INSTRUCCIONES Y REQUISITOS - Actualiza todo lo que va desde la línea que contiene "Test: the pointer marks one pixel per instance of the stainless" hasta la que contiene "x=358 y=292", ambas incluidas, cambiando "electric" por "induction". Devuelve solo esas líneas, con todo lo demás igual.

DATOS REGISTRADOS -
_ _ _ _ _

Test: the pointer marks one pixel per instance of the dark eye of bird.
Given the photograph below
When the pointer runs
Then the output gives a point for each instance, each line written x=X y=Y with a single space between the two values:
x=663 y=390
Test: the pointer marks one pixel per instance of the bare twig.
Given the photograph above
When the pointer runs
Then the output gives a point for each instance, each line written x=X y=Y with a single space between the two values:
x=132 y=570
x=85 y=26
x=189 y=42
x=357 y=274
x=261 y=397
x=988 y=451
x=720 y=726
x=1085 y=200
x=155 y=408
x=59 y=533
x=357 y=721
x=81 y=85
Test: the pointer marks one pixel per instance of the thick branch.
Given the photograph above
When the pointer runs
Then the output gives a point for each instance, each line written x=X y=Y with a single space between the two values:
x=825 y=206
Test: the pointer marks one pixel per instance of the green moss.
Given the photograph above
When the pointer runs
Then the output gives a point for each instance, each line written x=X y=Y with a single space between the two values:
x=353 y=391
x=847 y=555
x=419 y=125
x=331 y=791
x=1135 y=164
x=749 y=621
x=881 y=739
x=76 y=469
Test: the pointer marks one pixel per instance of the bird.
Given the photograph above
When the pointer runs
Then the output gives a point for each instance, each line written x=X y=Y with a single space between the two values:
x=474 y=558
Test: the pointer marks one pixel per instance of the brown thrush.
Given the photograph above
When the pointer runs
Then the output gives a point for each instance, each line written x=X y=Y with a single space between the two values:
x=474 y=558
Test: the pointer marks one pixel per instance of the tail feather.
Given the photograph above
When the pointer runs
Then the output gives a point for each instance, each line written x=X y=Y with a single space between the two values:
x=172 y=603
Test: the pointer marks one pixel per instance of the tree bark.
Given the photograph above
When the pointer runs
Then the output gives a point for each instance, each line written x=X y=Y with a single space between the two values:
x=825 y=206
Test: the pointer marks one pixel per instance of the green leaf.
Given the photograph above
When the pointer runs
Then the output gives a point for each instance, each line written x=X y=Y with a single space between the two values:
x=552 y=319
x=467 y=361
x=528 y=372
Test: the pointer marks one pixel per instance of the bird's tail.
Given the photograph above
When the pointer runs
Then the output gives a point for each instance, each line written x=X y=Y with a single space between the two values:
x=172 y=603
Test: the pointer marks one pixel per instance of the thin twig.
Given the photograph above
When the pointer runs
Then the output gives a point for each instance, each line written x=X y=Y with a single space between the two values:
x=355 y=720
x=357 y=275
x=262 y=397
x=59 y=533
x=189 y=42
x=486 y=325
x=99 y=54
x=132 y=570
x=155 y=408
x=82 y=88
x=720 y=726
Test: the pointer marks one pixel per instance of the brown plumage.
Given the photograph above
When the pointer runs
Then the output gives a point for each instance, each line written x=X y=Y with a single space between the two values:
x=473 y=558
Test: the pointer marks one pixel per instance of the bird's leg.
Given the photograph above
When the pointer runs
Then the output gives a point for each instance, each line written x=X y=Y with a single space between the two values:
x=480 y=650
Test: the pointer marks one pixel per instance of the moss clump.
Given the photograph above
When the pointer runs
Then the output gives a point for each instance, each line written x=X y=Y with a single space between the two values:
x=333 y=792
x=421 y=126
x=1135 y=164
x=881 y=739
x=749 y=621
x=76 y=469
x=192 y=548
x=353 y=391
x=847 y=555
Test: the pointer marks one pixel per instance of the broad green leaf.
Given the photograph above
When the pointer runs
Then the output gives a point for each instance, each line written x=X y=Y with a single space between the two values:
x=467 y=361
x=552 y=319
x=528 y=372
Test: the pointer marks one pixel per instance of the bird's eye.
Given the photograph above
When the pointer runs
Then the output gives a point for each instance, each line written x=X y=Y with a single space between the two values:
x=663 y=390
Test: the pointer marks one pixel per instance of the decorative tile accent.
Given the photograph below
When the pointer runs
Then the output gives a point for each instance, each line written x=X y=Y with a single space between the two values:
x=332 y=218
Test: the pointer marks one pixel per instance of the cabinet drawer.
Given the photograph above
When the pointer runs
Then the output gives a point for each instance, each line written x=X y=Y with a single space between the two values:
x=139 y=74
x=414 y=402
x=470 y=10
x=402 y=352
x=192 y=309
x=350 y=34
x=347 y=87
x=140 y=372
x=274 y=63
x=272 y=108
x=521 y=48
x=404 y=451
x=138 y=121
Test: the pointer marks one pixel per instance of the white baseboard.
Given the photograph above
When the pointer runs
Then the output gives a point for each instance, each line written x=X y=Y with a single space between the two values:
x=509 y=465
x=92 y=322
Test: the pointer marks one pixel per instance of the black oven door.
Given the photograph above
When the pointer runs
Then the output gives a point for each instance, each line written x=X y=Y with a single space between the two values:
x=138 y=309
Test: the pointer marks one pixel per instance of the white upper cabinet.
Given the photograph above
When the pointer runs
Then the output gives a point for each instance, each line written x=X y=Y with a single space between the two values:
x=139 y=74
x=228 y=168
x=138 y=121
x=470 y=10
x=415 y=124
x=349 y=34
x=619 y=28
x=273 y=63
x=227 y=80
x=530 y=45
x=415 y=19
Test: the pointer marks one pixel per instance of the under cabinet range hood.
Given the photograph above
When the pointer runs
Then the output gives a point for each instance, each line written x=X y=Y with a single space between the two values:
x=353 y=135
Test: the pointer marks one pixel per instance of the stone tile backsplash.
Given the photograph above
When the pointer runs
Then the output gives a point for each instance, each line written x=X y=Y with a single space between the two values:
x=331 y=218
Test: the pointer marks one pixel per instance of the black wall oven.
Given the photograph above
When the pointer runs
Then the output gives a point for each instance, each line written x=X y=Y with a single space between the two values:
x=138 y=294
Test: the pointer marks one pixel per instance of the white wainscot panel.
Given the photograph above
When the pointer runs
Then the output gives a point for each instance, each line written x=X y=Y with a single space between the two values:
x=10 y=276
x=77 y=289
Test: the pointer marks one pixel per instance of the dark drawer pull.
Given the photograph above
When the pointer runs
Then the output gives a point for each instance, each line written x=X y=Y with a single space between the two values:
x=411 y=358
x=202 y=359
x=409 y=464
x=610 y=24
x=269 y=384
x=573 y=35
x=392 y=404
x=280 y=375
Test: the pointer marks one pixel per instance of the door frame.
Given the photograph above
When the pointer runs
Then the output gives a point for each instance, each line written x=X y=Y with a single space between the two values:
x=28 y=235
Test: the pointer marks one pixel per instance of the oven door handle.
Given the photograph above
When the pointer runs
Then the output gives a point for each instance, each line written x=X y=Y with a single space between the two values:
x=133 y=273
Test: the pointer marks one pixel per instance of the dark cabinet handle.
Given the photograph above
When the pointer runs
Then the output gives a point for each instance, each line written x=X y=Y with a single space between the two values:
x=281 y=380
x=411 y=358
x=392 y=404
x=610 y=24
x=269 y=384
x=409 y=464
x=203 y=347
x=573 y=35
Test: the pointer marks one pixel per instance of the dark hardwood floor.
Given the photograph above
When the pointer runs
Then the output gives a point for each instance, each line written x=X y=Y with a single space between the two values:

_ _ _ _ _

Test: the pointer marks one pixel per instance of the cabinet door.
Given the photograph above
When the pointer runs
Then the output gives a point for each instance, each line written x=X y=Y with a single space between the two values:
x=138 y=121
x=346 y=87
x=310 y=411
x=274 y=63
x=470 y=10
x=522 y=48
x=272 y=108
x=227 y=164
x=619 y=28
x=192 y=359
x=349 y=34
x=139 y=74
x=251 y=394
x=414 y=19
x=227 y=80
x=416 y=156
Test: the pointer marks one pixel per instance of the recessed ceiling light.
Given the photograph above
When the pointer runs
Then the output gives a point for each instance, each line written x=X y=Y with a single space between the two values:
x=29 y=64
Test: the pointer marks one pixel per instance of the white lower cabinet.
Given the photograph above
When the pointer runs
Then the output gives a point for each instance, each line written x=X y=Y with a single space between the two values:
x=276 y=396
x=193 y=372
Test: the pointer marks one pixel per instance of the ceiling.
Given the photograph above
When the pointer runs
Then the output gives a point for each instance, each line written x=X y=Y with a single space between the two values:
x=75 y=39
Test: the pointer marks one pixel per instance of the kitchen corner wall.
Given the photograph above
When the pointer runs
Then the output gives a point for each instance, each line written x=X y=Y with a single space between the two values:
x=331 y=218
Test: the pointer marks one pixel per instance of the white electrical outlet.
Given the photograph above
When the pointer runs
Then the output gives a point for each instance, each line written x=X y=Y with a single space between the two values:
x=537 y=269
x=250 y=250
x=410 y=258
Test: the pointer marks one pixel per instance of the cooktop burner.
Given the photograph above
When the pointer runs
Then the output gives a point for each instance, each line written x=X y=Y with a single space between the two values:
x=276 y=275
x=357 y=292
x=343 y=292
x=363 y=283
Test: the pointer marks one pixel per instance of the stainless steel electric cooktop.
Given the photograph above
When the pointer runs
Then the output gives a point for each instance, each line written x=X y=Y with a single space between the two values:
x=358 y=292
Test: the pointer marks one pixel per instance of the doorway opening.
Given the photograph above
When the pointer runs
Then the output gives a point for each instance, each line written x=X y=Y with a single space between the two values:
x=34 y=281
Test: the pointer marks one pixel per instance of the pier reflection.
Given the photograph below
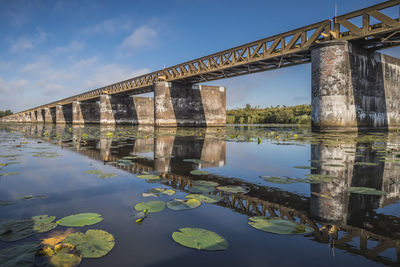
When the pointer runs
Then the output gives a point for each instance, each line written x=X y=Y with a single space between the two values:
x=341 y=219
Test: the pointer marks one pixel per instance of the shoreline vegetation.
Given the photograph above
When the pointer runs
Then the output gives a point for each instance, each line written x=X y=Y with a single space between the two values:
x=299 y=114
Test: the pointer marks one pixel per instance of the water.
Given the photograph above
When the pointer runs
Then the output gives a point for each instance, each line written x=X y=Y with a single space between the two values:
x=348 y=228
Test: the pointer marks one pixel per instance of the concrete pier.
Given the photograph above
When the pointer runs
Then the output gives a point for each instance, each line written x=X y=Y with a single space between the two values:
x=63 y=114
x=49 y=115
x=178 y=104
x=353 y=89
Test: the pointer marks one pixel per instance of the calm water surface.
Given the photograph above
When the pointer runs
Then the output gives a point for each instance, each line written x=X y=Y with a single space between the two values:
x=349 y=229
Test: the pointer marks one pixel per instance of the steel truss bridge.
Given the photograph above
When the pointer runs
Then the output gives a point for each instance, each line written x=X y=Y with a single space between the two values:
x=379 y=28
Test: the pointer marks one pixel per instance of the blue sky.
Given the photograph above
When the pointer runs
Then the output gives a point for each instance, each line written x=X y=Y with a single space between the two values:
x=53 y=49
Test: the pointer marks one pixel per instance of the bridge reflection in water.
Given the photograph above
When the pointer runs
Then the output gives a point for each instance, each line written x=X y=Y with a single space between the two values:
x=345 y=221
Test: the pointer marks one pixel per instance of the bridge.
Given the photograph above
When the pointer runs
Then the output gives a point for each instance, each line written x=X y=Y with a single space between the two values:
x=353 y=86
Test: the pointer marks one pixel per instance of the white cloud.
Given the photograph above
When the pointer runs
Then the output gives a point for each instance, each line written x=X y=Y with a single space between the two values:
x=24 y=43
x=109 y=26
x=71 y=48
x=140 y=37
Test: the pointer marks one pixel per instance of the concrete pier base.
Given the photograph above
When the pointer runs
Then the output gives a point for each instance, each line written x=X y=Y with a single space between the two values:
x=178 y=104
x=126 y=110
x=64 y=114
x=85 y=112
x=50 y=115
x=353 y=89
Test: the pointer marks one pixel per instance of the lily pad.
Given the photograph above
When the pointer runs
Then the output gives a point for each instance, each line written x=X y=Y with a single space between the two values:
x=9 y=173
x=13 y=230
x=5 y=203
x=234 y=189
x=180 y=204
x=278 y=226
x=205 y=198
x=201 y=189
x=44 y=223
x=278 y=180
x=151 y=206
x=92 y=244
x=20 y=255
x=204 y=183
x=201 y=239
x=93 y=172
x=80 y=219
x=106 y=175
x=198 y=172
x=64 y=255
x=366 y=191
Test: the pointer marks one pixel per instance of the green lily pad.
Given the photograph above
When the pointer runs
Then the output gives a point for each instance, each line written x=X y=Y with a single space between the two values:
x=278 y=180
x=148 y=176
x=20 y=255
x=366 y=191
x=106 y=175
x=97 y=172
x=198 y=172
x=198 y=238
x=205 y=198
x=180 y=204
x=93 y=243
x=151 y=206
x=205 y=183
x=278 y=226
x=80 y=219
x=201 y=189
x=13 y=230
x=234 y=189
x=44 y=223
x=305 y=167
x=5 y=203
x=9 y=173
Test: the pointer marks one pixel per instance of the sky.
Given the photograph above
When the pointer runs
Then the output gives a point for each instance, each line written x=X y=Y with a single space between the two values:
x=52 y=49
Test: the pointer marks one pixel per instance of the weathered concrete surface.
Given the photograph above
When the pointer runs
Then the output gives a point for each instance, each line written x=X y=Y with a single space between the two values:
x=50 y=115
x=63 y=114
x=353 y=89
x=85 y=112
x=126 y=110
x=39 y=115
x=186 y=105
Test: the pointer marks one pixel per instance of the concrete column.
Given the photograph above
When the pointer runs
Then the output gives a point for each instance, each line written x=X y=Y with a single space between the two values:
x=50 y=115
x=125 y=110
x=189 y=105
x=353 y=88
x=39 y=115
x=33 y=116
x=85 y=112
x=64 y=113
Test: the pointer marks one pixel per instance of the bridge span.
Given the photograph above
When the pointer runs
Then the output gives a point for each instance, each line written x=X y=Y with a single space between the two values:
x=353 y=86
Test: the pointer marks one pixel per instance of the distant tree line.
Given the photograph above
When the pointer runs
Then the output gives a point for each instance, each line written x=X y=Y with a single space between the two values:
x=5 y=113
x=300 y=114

_ _ _ _ _

RESPUESTA -
Test: the pointer marks one pixel per instance of the stainless steel induction cooktop.
Given the photograph above
When the pointer runs
Then the output gives a point for each instance, each line written x=X y=Y with a single space between the two values:
x=358 y=292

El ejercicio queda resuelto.